Your task:
Could you update the part of the material that opens with the line containing "If you could drop a marker on the balustrade" and closes with the line containing "Target: green shrub" by replacing "one point per instance" with "a single point for each instance", then give back only those lines with nothing else changed?

[Stored items]
_____

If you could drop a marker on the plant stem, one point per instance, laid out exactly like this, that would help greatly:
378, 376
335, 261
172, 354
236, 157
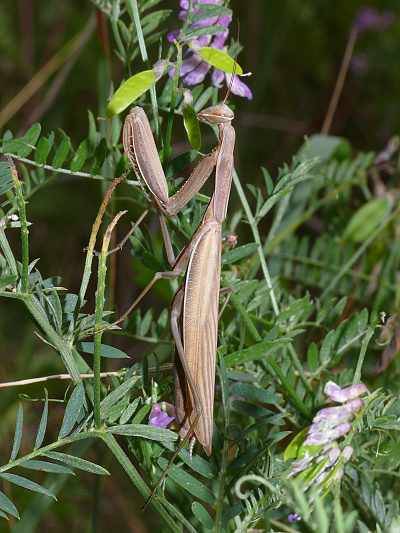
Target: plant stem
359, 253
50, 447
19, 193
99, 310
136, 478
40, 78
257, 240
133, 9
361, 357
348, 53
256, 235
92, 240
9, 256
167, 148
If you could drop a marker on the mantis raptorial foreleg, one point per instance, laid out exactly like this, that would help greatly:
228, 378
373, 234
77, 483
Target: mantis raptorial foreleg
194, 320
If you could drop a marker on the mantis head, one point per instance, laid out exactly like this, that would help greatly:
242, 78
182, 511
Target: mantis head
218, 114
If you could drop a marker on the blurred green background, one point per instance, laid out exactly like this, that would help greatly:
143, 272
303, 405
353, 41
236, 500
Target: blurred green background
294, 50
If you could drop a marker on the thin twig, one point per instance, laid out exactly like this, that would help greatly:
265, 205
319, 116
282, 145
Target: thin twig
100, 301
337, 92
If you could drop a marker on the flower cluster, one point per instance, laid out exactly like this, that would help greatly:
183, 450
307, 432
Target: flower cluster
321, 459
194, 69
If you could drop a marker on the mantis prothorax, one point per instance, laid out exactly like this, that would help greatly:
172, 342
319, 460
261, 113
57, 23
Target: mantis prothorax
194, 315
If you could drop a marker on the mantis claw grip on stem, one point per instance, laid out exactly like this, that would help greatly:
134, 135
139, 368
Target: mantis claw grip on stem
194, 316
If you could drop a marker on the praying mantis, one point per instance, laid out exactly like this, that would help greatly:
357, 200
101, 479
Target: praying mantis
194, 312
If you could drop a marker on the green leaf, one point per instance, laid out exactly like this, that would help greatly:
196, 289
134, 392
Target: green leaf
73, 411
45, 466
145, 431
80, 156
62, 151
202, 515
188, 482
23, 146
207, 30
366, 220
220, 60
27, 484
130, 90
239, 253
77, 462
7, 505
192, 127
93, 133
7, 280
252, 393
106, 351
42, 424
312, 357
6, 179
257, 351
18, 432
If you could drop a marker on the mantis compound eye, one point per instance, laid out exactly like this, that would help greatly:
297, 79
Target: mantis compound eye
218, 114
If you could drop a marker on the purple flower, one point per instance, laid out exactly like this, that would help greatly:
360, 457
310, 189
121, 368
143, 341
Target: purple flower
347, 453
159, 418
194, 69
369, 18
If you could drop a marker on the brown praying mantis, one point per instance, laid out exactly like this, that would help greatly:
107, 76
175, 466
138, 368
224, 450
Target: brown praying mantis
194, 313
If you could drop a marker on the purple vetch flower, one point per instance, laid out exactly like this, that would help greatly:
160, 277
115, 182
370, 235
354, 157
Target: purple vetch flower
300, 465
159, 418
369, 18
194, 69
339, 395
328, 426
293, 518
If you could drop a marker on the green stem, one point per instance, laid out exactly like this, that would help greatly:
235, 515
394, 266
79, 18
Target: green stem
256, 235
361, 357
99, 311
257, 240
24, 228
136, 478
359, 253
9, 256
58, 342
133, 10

_____

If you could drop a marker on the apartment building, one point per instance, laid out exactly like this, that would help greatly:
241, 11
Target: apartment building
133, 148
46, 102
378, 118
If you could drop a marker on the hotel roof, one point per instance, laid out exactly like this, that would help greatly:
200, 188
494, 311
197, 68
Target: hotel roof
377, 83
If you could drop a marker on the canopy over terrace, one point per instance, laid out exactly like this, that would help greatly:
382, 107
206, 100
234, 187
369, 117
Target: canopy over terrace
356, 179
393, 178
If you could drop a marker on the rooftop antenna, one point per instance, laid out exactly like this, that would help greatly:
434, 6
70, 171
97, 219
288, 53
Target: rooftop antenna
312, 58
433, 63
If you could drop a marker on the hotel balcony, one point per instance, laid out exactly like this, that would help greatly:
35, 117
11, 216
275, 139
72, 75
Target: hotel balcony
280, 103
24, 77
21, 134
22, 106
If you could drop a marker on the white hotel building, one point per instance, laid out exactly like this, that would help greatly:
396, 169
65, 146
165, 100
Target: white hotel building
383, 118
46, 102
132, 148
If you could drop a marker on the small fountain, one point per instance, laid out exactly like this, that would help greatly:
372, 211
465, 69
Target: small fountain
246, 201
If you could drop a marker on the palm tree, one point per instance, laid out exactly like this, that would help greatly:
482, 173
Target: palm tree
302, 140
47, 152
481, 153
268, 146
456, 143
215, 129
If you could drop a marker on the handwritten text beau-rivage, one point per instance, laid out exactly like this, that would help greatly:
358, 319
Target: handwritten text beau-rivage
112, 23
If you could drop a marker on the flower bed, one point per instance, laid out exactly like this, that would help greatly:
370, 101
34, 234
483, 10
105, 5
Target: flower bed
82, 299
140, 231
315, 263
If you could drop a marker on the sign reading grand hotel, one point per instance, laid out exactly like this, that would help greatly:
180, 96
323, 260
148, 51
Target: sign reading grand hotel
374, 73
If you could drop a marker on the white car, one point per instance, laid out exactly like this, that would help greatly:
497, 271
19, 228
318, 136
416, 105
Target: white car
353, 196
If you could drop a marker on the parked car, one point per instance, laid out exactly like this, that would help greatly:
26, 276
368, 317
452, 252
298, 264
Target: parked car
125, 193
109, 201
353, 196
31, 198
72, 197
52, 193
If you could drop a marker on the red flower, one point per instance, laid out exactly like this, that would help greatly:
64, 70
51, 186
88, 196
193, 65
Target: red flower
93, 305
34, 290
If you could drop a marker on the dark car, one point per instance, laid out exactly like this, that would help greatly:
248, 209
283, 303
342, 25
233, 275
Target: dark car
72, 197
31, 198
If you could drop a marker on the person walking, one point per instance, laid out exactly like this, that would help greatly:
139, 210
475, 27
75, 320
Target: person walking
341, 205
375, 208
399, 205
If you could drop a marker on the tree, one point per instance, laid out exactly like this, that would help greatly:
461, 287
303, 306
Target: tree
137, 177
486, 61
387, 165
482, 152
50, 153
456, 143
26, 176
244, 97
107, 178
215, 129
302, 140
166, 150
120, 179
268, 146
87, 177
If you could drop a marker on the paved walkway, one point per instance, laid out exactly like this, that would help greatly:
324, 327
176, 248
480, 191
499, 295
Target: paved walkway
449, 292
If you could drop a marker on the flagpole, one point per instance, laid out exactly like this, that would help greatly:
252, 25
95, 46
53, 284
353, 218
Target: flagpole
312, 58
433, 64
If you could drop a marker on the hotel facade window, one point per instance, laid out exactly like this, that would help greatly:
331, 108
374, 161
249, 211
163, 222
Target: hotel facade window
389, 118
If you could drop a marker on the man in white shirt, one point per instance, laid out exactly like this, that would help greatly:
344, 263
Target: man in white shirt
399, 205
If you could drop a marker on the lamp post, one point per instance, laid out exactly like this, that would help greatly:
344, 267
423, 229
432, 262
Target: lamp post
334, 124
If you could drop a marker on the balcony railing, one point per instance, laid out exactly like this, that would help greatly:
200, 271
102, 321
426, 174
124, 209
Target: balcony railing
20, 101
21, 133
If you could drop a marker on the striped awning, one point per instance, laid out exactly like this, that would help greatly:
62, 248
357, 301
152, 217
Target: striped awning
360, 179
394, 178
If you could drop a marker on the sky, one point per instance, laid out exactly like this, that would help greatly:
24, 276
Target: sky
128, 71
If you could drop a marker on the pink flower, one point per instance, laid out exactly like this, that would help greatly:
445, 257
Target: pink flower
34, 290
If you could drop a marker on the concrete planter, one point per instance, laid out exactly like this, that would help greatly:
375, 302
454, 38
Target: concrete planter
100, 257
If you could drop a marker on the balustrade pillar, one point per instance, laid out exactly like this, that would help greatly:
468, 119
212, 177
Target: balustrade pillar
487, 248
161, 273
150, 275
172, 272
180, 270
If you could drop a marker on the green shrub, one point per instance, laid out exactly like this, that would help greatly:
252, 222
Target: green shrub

_____

Answer to this exercise:
If you could drop a marker on the balustrade pillar, a single point for each instance, laid out exactly like this, that would help greatly:
468, 119
212, 177
Target: balustrade pillar
487, 248
161, 273
150, 275
172, 272
180, 270
If you could drop a marker on the green shrub, a single point for each instance, laid out exactly like this, that would help greatly:
252, 222
Target: green shrub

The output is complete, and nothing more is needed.